── Selected extract ──

Not on the client.  As long as the client session is disconnected, then it
can be re-used.

And, the only way to get a #506 with a server session (the counterpart to
the client session that resides on the EDB Server) is if you tried to do
something with the server session (via the client session) while it was
still in the middle of trying to complete a request.  IOW, if you tried to
re-use an existing client session that was not disconnected.

Tim Young
Elevate Software
www.elevatesoft.com


Sun, May 3 2015 9:08 PMPermanent Link

Ideal Software Systems

<< The limitation in Elevate is that the one connection must stay with the
thread that created it.  That makes connection pooling essentially
impossible. >>

> This is absolutely false.  ElevateDB has no problems with using session
> pools for sessions.  The only stipulation is that you *do not* allow
> concurrent access to the same session from multiple threads.

Unfortunately, that has not proven itself out in practice.
Sun, May 3 2015 9:10 PMPermanent Link

Ideal Software Systems

> Please show me where I said that this is the solution to a #506 error.
> #506 errors occur when you try to access the same client or server session
> concurrently from multiple threads, so if you're seeing #506 errors, then
> you're not doing something correctly with your pooling.

We understood that to be the case based on a response you gave here in the forums.  If you'd like me to try to find the thread, I can do so.
Sun, May 3 2015 9:13 PMPermanent Link

Ideal Software Systems

> Not on the client.  As long as the client session is disconnected, then it
> can be re-used.

That is exactly the problem. Proper pooling does not require disconnection.  

It's the connection to a database that can kill scalability.  The whole point is to share that connection across multiple threads (of course only one is in use by one thread at a time).

───
── Exercise data ──

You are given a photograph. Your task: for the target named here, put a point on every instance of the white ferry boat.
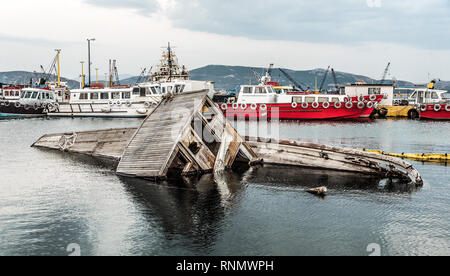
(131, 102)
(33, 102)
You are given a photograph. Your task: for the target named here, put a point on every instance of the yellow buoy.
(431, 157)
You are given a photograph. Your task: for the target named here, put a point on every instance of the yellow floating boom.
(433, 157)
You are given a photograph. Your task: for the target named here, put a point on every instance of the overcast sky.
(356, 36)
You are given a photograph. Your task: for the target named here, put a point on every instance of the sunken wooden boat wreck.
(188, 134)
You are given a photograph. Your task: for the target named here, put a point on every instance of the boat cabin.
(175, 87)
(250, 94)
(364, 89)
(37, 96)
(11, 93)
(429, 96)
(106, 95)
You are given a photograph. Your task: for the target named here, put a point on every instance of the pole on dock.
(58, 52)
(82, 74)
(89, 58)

───
── Exercise data ──

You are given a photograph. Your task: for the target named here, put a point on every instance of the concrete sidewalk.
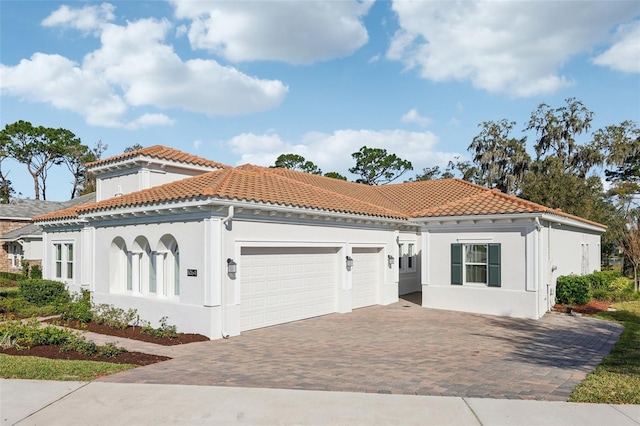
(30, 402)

───

Prompt 1
List every post date and time that appears in the forum thread on session pooling.
Prompt 2
Tally the lines of the entries that contain the string "boat", treating case as significant, and reply with the number alone.

Reply 1
Sun, May 3 2015 9:08 PM
Sun, May 3 2015 9:10 PM
Sun, May 3 2015 9:13 PM

Reply 2
3